[WHAT YOU SHOULD DO]
Arrange the items below, from the line containing "Every instance of the brown dog earns" through the end of the items, as a two-column CSV headed item and answer. Give one row per item, with its text and its answer each in a single quoted field and line breaks turned into spaces.

[RECORDS FOR THE EXERCISE]
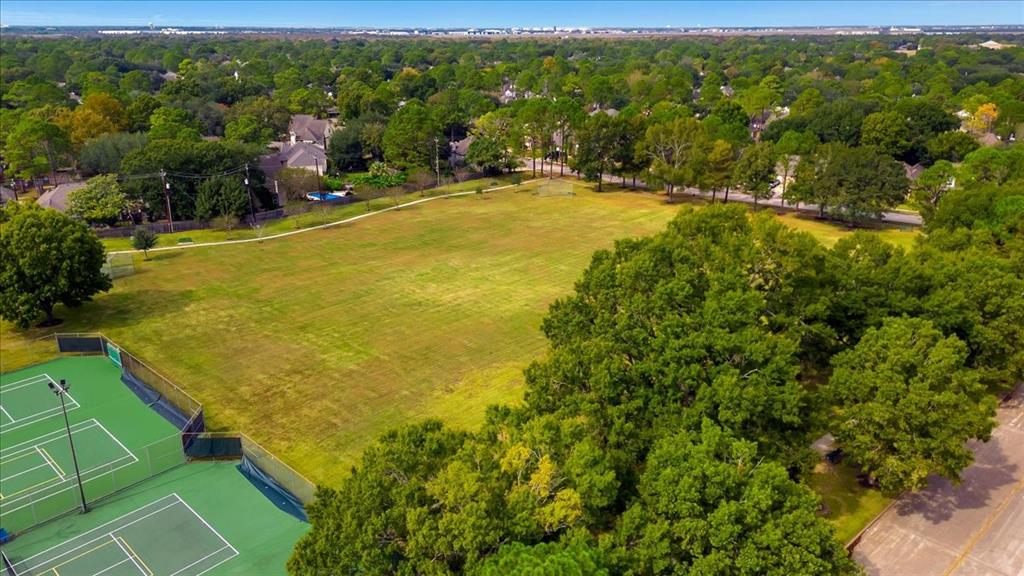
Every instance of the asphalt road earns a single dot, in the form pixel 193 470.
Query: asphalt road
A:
pixel 892 217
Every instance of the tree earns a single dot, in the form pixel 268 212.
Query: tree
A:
pixel 103 155
pixel 248 128
pixel 597 146
pixel 709 504
pixel 952 147
pixel 486 155
pixel 931 184
pixel 100 201
pixel 904 404
pixel 888 131
pixel 791 145
pixel 677 153
pixel 345 149
pixel 46 258
pixel 854 182
pixel 756 170
pixel 221 196
pixel 983 118
pixel 568 559
pixel 382 177
pixel 413 137
pixel 173 123
pixel 143 239
pixel 721 162
pixel 34 147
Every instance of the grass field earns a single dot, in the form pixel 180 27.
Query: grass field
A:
pixel 850 505
pixel 316 343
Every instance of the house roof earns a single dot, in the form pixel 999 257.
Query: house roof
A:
pixel 298 155
pixel 989 138
pixel 912 172
pixel 57 198
pixel 308 128
pixel 6 195
pixel 461 148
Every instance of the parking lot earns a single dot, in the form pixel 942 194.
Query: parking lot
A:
pixel 975 529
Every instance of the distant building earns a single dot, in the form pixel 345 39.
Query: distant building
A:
pixel 309 129
pixel 299 155
pixel 459 151
pixel 57 197
pixel 7 195
pixel 912 172
pixel 993 45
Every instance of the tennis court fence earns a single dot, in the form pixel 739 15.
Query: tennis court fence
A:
pixel 279 481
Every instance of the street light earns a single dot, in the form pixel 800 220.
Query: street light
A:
pixel 60 389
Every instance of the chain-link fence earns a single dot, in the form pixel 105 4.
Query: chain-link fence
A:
pixel 193 442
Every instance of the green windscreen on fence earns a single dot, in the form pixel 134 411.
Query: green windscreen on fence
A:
pixel 114 354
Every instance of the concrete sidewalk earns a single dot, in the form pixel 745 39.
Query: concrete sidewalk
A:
pixel 974 529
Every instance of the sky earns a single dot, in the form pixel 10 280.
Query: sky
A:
pixel 303 13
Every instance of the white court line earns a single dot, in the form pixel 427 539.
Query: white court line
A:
pixel 50 463
pixel 100 527
pixel 72 404
pixel 116 440
pixel 112 567
pixel 177 500
pixel 8 477
pixel 46 489
pixel 218 550
pixel 25 382
pixel 130 556
pixel 83 425
pixel 201 519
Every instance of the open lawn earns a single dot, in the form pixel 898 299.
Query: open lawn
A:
pixel 849 505
pixel 315 343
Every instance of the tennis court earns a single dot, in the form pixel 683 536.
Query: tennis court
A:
pixel 29 400
pixel 166 537
pixel 43 466
pixel 118 439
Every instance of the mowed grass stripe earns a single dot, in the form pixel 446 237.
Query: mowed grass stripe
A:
pixel 316 343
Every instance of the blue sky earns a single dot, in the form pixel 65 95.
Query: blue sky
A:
pixel 522 13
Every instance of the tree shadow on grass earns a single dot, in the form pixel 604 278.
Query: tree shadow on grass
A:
pixel 114 311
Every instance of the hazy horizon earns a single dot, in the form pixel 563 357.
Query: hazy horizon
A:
pixel 511 14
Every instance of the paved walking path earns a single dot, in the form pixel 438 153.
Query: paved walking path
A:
pixel 321 227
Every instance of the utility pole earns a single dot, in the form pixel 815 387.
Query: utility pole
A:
pixel 252 210
pixel 60 389
pixel 437 161
pixel 167 198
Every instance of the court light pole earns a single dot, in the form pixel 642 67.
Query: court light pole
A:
pixel 60 389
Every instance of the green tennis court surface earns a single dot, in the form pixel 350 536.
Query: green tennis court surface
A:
pixel 43 466
pixel 30 400
pixel 119 441
pixel 202 519
pixel 166 536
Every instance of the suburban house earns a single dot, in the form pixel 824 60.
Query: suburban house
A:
pixel 7 195
pixel 912 172
pixel 459 150
pixel 298 155
pixel 308 129
pixel 56 198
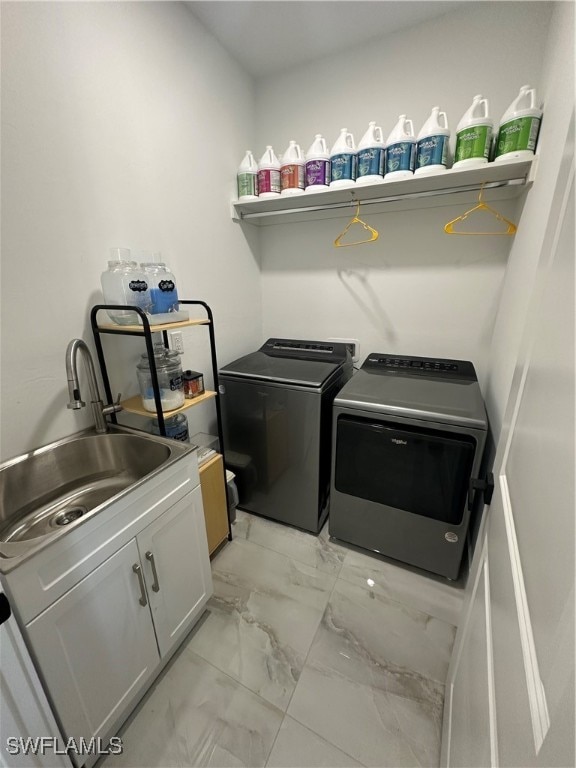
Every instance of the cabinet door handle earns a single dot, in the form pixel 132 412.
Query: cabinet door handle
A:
pixel 138 571
pixel 156 585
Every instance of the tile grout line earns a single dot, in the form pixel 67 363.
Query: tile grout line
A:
pixel 285 713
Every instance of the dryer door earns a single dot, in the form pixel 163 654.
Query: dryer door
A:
pixel 423 471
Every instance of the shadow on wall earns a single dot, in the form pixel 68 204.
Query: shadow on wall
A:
pixel 407 240
pixel 357 283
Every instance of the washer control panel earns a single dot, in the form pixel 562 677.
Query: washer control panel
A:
pixel 423 366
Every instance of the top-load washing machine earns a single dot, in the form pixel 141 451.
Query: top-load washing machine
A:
pixel 277 425
pixel 408 439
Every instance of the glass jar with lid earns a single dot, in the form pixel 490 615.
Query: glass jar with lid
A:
pixel 163 291
pixel 176 427
pixel 169 371
pixel 125 283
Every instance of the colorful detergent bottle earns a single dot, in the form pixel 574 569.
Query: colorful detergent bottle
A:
pixel 400 151
pixel 317 172
pixel 292 171
pixel 519 127
pixel 432 144
pixel 343 160
pixel 474 135
pixel 370 166
pixel 247 178
pixel 268 175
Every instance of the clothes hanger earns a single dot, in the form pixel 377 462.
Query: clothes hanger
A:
pixel 356 220
pixel 481 206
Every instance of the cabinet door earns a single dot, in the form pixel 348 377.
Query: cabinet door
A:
pixel 174 554
pixel 214 502
pixel 95 646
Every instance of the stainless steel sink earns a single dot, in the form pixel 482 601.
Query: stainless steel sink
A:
pixel 52 489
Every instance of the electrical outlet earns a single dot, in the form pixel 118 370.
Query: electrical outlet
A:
pixel 176 341
pixel 353 347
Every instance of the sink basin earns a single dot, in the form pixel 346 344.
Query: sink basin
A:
pixel 46 492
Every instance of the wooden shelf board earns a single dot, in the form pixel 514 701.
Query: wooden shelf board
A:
pixel 153 328
pixel 134 405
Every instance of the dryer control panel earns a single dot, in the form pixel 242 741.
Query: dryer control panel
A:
pixel 378 362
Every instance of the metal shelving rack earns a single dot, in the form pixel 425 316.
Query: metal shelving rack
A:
pixel 133 405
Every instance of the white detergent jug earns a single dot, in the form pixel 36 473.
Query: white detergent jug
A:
pixel 432 144
pixel 317 171
pixel 474 135
pixel 343 160
pixel 519 127
pixel 371 155
pixel 400 151
pixel 292 171
pixel 247 178
pixel 268 174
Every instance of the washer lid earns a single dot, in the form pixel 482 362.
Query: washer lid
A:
pixel 434 397
pixel 288 361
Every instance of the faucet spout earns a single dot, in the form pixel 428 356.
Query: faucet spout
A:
pixel 99 410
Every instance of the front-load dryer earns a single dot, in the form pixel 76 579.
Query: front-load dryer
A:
pixel 277 423
pixel 408 439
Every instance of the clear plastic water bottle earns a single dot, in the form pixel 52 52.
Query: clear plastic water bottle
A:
pixel 163 291
pixel 125 283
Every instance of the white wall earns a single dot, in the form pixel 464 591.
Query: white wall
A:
pixel 558 94
pixel 415 290
pixel 122 125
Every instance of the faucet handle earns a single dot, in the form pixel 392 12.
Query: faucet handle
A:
pixel 114 408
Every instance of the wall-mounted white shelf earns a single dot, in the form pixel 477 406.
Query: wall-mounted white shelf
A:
pixel 500 180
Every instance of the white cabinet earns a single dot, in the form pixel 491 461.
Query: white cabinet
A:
pixel 176 569
pixel 96 647
pixel 102 642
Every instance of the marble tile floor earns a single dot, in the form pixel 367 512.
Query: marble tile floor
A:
pixel 310 654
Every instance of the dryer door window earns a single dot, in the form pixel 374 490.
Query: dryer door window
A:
pixel 425 472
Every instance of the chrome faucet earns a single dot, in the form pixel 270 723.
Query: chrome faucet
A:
pixel 99 410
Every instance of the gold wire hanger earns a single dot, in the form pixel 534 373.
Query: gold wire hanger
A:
pixel 356 220
pixel 481 206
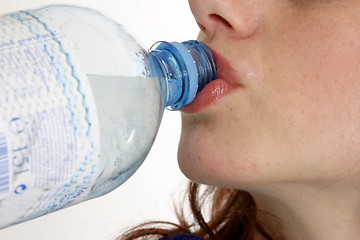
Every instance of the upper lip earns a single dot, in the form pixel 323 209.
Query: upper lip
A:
pixel 225 69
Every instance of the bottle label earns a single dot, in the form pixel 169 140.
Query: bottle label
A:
pixel 49 139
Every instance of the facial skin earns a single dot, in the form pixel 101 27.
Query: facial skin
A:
pixel 290 134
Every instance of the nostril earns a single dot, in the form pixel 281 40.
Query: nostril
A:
pixel 221 20
pixel 202 27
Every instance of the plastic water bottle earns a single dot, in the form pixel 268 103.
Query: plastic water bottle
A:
pixel 80 105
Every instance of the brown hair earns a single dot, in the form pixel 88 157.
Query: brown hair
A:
pixel 233 215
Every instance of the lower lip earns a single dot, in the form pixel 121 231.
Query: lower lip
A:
pixel 212 92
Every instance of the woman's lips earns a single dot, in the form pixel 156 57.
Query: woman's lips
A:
pixel 217 89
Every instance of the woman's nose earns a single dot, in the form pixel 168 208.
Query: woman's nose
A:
pixel 240 18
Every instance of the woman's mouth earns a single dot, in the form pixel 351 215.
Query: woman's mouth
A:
pixel 217 89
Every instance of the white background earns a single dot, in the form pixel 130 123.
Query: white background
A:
pixel 149 194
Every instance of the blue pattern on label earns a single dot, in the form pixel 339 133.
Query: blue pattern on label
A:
pixel 65 198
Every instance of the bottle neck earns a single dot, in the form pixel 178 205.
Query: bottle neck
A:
pixel 186 68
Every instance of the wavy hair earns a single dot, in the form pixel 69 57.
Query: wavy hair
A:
pixel 233 215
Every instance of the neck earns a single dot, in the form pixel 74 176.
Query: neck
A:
pixel 314 211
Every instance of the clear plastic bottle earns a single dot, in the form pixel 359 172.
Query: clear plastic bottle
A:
pixel 80 105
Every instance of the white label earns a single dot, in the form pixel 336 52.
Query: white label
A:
pixel 49 139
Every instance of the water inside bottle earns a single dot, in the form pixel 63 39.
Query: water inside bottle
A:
pixel 129 111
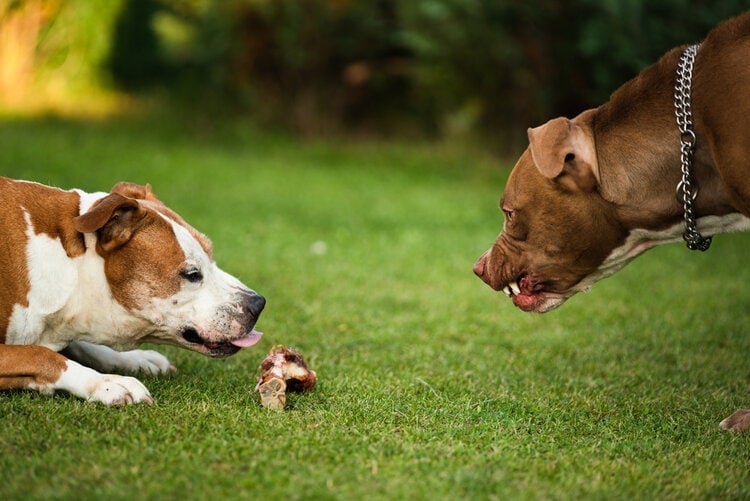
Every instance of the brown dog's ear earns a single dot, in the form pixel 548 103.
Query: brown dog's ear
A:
pixel 563 151
pixel 114 219
pixel 132 190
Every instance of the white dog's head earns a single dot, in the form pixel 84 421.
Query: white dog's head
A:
pixel 161 270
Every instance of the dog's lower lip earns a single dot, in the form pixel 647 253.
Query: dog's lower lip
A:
pixel 191 336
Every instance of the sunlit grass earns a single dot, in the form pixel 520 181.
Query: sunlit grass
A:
pixel 431 385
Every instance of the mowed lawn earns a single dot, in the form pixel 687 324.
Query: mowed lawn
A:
pixel 431 386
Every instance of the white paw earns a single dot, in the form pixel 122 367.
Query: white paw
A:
pixel 109 389
pixel 119 390
pixel 146 361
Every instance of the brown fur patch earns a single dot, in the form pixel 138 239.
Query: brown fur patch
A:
pixel 51 211
pixel 25 366
pixel 147 266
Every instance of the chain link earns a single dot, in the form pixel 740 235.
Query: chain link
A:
pixel 687 191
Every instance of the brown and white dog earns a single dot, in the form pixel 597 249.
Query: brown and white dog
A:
pixel 592 193
pixel 90 274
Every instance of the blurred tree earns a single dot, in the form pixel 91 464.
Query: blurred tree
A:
pixel 51 50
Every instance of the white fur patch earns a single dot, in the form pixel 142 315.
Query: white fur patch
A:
pixel 52 277
pixel 108 389
pixel 641 240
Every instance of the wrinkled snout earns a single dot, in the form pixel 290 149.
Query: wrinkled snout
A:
pixel 480 268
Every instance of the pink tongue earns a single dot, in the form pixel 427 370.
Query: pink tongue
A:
pixel 248 339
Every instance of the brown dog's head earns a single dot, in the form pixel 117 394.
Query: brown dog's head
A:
pixel 560 235
pixel 161 271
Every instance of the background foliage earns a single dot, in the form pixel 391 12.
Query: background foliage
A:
pixel 384 66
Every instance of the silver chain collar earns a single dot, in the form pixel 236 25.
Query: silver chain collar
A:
pixel 686 190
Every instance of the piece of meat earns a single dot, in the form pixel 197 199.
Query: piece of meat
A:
pixel 283 370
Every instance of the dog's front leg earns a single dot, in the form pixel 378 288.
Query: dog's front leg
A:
pixel 38 368
pixel 105 359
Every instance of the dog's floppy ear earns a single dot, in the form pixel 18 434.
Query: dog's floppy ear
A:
pixel 563 151
pixel 132 190
pixel 114 219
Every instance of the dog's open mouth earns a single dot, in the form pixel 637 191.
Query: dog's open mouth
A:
pixel 528 294
pixel 220 349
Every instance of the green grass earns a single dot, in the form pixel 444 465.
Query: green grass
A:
pixel 431 386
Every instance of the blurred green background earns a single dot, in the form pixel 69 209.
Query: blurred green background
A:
pixel 418 68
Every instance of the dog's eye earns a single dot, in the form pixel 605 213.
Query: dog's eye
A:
pixel 193 276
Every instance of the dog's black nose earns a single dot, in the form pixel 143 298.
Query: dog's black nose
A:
pixel 254 304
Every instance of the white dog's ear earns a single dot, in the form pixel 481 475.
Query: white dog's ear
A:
pixel 562 150
pixel 114 219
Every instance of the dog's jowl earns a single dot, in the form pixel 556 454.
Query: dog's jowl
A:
pixel 88 276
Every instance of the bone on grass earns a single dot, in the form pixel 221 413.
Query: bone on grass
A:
pixel 283 370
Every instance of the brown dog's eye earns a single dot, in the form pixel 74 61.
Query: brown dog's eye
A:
pixel 193 276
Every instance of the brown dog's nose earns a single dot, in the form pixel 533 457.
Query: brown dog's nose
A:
pixel 254 304
pixel 480 265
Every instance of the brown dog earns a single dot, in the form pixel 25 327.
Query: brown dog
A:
pixel 592 193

[RESULT]
item,answer
"Every instance of the brown dog earns a single dot, in the form pixel 25 327. Query: brown dog A:","pixel 592 193"